(Recorded data)
[Start]

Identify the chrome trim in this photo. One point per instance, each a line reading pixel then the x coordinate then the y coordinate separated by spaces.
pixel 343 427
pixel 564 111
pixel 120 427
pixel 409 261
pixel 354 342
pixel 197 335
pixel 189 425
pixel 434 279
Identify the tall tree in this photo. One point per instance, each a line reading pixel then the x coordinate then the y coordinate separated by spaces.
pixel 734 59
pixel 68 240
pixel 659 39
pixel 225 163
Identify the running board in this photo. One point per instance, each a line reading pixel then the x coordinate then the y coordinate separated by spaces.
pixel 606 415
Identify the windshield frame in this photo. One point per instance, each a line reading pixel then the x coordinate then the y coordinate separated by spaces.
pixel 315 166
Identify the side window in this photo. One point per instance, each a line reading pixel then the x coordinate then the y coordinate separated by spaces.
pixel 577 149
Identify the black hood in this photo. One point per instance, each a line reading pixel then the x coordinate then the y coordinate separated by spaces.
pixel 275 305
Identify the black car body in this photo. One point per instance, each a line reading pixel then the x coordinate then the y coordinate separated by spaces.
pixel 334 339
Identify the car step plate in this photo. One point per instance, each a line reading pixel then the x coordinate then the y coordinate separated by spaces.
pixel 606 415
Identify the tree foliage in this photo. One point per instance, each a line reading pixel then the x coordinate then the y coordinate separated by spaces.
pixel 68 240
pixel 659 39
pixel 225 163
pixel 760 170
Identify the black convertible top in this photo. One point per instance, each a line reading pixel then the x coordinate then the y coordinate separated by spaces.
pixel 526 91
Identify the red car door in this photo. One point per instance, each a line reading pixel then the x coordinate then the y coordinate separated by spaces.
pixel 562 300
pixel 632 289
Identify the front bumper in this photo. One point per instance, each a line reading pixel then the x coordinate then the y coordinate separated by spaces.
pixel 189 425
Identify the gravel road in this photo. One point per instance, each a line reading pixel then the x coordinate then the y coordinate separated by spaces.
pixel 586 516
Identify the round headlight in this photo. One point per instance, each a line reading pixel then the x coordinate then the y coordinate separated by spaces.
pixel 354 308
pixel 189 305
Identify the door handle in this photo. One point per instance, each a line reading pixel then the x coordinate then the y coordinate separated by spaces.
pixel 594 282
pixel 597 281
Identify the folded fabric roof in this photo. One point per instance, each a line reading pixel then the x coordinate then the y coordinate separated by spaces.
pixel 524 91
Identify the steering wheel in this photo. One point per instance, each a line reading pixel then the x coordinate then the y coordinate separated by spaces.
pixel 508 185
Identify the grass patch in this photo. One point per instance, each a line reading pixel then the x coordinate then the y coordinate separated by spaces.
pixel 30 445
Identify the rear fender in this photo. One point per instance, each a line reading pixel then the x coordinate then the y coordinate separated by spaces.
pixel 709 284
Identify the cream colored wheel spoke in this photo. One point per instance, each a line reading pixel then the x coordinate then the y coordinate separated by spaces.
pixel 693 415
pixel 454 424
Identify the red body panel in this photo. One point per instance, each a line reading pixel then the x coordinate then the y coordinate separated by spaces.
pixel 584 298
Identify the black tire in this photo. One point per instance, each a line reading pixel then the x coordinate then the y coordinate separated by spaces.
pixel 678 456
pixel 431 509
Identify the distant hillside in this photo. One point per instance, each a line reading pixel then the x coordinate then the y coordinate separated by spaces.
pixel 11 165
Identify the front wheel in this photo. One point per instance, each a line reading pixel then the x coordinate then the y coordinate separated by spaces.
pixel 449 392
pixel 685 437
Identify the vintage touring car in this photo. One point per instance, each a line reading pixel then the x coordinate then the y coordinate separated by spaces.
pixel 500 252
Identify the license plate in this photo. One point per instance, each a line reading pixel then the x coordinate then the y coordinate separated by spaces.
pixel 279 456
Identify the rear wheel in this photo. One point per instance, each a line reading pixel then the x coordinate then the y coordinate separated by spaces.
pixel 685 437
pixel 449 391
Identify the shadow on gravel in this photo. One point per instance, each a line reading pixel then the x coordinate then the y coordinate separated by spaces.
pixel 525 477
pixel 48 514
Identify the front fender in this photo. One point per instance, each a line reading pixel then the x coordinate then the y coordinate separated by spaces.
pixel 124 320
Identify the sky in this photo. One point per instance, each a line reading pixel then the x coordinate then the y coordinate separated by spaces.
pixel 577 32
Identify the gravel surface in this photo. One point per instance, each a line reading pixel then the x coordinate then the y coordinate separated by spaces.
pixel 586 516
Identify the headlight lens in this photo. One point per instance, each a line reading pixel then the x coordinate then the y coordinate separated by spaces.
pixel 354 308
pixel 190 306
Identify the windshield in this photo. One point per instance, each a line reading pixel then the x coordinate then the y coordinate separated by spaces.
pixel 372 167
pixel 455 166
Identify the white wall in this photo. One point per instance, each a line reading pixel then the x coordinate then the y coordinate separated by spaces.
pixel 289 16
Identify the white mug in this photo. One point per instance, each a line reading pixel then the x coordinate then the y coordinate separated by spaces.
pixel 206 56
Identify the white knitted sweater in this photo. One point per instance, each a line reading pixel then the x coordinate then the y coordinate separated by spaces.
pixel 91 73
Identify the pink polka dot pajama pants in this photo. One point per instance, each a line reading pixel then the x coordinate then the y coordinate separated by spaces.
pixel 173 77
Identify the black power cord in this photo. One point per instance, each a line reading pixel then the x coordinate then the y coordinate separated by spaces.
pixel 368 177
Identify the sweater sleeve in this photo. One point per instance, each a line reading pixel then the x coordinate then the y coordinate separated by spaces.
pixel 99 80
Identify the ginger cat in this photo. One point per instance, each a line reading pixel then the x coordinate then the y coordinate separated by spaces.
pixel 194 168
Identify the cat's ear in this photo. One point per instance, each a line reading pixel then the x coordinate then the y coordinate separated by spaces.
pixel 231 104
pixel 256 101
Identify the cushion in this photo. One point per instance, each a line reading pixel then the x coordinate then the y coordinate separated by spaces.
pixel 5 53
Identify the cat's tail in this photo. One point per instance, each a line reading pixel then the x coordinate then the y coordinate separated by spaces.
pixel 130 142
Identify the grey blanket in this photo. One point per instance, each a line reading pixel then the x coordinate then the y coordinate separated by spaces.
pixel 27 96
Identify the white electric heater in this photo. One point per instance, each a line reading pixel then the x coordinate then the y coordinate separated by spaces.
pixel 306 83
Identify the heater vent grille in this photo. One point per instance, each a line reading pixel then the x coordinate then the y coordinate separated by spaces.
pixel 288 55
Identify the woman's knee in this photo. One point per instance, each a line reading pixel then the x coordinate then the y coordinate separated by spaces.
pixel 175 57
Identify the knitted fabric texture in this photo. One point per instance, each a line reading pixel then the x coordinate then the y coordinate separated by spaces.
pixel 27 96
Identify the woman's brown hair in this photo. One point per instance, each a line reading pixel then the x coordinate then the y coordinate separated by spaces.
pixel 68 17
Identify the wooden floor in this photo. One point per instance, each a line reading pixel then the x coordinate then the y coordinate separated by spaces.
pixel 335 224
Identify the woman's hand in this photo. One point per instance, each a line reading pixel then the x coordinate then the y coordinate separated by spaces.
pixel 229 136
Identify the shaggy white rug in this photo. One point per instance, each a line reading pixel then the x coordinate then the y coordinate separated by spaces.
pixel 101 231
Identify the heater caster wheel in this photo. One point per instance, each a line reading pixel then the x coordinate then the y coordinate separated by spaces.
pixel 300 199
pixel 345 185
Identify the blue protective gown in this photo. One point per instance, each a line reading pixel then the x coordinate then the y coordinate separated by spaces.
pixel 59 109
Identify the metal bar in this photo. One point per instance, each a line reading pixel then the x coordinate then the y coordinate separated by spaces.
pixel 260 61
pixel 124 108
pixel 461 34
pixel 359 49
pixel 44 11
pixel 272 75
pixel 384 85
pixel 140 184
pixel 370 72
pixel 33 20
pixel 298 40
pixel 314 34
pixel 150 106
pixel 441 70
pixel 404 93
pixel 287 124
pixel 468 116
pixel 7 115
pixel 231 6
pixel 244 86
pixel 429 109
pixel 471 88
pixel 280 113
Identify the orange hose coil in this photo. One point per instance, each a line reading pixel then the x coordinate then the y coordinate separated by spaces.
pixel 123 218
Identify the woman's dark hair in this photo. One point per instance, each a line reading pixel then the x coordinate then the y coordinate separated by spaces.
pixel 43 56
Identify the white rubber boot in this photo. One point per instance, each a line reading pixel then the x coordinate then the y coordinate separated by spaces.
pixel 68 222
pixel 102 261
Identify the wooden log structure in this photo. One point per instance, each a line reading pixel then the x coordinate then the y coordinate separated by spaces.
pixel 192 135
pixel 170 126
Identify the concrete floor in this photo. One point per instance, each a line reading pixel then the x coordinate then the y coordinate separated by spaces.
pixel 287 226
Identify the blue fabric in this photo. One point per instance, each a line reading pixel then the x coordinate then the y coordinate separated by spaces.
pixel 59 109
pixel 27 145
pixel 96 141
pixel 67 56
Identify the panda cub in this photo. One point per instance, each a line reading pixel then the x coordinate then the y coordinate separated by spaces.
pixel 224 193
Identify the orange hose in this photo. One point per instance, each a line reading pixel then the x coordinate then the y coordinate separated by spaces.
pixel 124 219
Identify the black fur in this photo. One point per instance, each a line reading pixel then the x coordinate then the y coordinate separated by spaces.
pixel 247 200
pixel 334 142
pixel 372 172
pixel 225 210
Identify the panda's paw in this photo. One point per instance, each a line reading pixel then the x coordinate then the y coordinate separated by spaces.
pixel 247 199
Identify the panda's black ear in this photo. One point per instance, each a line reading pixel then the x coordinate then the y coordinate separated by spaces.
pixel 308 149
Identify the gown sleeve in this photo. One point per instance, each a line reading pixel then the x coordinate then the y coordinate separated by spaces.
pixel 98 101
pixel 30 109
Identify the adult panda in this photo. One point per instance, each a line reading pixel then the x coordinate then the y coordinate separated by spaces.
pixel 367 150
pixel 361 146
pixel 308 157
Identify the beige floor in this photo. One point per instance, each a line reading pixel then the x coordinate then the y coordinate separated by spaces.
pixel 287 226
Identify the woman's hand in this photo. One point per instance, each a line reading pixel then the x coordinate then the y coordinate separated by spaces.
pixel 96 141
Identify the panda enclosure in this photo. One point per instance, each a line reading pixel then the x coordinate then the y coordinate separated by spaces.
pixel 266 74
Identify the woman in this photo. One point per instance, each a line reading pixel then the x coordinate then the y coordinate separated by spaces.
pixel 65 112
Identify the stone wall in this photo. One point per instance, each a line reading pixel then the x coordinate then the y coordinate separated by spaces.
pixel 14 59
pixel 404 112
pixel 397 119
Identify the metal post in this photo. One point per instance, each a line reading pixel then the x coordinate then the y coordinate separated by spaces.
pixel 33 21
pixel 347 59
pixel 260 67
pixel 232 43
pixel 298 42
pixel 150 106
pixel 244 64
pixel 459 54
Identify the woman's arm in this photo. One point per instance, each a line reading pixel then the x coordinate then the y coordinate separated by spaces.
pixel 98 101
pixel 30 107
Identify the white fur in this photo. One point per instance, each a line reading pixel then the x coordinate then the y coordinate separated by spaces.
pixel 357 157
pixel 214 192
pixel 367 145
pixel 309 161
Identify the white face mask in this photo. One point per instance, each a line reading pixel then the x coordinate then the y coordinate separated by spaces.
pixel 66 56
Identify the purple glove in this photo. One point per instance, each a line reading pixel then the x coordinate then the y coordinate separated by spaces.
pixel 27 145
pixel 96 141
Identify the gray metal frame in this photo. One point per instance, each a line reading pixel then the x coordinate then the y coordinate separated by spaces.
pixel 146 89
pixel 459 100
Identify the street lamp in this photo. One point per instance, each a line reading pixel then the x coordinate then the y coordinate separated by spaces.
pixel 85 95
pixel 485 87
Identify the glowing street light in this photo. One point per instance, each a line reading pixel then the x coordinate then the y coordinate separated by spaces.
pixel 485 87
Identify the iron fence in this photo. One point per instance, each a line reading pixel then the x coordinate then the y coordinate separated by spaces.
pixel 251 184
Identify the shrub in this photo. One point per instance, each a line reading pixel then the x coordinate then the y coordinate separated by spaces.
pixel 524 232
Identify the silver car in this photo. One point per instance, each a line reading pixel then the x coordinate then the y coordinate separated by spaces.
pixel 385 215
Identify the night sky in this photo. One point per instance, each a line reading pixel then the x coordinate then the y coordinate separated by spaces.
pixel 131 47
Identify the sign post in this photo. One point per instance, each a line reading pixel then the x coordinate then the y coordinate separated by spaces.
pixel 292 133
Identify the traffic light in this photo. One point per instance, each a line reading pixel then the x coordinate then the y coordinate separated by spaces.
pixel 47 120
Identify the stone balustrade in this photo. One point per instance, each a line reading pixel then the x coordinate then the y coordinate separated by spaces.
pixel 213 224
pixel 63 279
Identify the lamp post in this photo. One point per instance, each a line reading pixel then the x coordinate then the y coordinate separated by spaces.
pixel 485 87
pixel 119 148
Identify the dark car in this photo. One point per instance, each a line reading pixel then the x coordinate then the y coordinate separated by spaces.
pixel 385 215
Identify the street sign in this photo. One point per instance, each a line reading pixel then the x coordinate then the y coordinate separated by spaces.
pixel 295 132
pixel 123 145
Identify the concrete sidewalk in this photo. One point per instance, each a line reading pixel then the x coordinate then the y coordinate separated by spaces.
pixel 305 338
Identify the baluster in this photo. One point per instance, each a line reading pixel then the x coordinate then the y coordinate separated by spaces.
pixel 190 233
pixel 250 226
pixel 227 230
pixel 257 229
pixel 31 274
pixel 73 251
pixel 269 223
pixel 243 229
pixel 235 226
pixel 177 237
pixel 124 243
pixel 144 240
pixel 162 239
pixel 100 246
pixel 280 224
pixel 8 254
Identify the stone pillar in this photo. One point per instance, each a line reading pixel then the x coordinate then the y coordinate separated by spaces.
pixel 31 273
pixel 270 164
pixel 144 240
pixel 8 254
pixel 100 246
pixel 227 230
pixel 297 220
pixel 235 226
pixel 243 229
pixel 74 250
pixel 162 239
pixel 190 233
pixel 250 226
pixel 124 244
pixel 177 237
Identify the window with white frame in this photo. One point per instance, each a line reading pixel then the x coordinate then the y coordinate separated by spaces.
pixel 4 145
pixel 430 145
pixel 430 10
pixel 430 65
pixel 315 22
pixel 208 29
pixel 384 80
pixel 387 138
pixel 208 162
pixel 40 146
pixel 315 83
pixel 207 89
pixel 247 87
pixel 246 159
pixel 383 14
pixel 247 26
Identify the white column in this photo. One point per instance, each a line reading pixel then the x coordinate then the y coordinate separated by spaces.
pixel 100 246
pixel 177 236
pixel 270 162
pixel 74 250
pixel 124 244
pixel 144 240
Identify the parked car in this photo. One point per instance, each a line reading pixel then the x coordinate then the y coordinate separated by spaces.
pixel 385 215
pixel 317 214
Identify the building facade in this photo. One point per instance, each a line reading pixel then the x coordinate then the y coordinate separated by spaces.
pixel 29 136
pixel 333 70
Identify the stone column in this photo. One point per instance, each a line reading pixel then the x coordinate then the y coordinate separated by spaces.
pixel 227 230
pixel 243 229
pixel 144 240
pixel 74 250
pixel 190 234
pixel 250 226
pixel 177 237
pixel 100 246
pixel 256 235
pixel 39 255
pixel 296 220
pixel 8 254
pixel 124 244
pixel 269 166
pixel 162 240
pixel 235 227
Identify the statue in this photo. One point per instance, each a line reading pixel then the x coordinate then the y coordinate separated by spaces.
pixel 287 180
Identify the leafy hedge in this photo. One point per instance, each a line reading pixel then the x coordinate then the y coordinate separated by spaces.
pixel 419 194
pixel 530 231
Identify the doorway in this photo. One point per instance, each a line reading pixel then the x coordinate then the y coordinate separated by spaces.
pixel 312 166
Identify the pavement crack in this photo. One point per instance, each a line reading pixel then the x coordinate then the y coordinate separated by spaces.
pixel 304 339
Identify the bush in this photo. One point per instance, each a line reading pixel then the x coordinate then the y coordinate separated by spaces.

[End]

YOUR OBJECTIVE:
From the start of the records above through the line containing "pixel 434 279", both ends included, give each line as an item in a numbered list, leaving out any blank lines.

RESPONSE TO THE EXERCISE:
1. Identify the chrome trim in this photo. One point per instance, each a line reading pixel then the x coordinate then the y coordinate separated by spaces.
2. pixel 343 427
3. pixel 564 111
4. pixel 120 427
5. pixel 409 261
6. pixel 354 342
7. pixel 197 335
8. pixel 189 425
9. pixel 434 279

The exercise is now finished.